| Required work |
For the word "below", return each line of the data in which it occurs.

(Items listed in a dataset)
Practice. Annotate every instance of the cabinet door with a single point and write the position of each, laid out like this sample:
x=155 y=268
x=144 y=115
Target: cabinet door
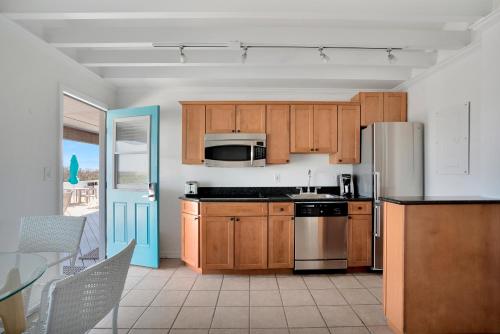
x=302 y=127
x=395 y=107
x=372 y=108
x=251 y=118
x=359 y=241
x=221 y=118
x=348 y=136
x=193 y=132
x=190 y=239
x=278 y=134
x=325 y=128
x=281 y=242
x=217 y=247
x=250 y=243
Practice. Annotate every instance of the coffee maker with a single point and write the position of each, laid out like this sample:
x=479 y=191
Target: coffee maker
x=345 y=183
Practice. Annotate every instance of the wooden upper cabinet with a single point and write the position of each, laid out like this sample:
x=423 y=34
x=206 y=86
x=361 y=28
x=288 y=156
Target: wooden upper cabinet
x=250 y=242
x=220 y=118
x=372 y=108
x=359 y=242
x=280 y=242
x=349 y=126
x=301 y=128
x=395 y=107
x=251 y=118
x=217 y=242
x=193 y=133
x=278 y=134
x=325 y=128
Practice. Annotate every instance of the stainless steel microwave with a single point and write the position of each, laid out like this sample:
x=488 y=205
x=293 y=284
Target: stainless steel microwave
x=235 y=150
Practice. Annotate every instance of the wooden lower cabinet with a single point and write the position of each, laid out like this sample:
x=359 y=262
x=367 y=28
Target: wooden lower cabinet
x=190 y=252
x=280 y=245
x=359 y=253
x=217 y=242
x=250 y=242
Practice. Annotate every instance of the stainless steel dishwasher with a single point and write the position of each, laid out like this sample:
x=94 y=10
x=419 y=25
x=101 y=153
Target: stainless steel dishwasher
x=320 y=235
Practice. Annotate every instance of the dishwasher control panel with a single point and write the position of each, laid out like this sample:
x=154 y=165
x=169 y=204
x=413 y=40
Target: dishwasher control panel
x=321 y=209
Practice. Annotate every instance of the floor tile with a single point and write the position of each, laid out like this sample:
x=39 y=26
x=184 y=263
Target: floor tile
x=345 y=281
x=263 y=283
x=265 y=298
x=296 y=298
x=338 y=316
x=372 y=315
x=139 y=297
x=194 y=317
x=201 y=298
x=328 y=297
x=157 y=317
x=151 y=283
x=170 y=298
x=236 y=283
x=127 y=316
x=358 y=296
x=303 y=316
x=231 y=317
x=234 y=298
x=180 y=283
x=267 y=317
x=370 y=280
x=318 y=282
x=349 y=330
x=291 y=283
x=207 y=283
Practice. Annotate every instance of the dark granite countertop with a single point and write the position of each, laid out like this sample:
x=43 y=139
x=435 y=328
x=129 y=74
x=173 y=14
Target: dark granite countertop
x=261 y=194
x=427 y=200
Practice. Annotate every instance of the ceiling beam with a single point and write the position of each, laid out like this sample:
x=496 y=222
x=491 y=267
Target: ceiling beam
x=314 y=36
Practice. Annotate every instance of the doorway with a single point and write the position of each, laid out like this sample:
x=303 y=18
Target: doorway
x=83 y=176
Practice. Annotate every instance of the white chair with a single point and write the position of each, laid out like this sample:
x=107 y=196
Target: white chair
x=50 y=236
x=77 y=303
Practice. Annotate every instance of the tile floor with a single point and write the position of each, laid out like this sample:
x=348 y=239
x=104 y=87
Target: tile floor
x=174 y=299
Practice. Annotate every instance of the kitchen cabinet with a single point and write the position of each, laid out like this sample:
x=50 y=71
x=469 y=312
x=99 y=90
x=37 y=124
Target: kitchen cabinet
x=217 y=242
x=349 y=126
x=313 y=128
x=278 y=133
x=193 y=133
x=281 y=242
x=221 y=118
x=250 y=242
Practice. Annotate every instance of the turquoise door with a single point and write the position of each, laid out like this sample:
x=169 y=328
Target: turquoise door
x=132 y=183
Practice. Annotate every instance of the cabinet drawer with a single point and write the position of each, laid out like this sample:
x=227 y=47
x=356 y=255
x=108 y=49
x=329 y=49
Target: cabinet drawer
x=234 y=209
x=190 y=207
x=360 y=208
x=281 y=209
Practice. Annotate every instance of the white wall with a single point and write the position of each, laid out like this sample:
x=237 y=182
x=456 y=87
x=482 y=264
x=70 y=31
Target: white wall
x=173 y=174
x=31 y=73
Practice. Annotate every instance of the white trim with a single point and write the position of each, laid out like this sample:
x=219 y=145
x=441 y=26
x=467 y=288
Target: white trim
x=456 y=57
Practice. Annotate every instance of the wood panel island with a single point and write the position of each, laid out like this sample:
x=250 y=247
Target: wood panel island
x=442 y=264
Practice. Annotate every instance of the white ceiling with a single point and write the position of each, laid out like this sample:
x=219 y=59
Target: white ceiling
x=114 y=39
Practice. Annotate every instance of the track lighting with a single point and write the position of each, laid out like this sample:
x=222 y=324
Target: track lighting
x=323 y=56
x=390 y=57
x=244 y=54
x=182 y=56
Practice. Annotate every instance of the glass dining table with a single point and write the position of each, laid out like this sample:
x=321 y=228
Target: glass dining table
x=17 y=272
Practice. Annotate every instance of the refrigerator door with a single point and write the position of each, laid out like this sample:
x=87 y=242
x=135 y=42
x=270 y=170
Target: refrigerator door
x=398 y=159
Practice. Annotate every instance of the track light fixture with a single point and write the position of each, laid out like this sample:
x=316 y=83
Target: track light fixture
x=244 y=54
x=323 y=55
x=390 y=56
x=182 y=56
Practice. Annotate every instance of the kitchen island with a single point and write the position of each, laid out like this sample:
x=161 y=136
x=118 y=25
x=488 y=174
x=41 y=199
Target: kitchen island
x=442 y=264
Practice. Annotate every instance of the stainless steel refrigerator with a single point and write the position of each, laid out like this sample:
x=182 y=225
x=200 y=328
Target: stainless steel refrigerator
x=392 y=164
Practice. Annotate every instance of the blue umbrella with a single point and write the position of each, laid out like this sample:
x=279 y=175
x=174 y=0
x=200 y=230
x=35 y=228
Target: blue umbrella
x=73 y=170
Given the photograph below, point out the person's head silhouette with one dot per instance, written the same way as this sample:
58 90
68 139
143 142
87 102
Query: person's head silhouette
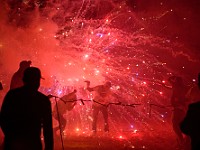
24 64
31 78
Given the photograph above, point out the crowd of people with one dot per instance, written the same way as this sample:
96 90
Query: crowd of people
25 110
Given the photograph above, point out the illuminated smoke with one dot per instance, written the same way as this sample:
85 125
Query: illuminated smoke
74 41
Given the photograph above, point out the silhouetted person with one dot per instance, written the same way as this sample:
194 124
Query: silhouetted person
16 80
25 113
102 96
64 106
191 123
178 102
1 86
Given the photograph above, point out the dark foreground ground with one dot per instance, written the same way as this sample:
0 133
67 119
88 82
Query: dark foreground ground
125 141
153 140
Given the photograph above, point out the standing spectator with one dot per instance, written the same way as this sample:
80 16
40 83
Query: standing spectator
101 98
24 112
191 123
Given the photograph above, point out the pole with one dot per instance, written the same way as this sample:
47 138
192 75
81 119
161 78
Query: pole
59 124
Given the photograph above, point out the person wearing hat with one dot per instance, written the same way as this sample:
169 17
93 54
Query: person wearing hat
16 80
25 112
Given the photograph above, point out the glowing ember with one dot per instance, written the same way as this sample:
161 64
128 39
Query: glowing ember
130 43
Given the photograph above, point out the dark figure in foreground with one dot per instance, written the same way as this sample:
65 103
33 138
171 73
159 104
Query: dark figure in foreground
16 80
101 99
178 102
191 123
60 109
1 86
25 111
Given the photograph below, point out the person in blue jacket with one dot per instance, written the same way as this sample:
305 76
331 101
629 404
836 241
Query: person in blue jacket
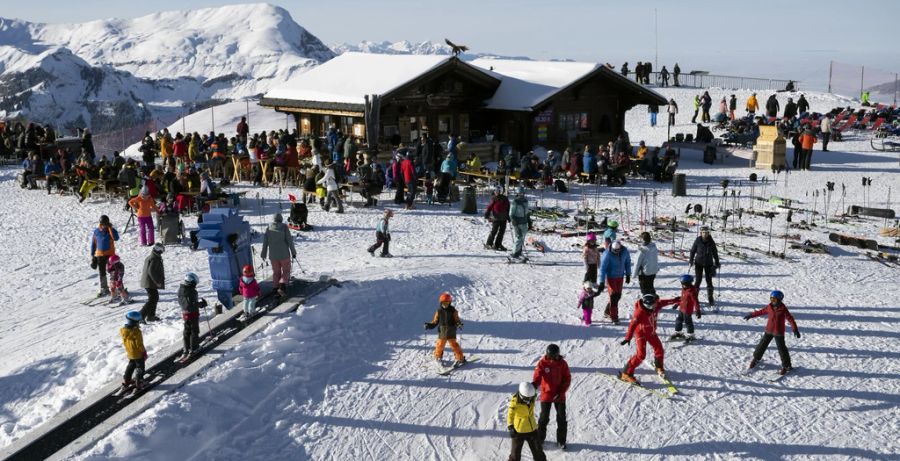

| Your solution |
Given the photograph below, point out the person's head silhouette with one dot per instance, written the same way as this sample:
Given the photograph below, point out the person in blue jacket with one dot per instance, written the same way as this sample:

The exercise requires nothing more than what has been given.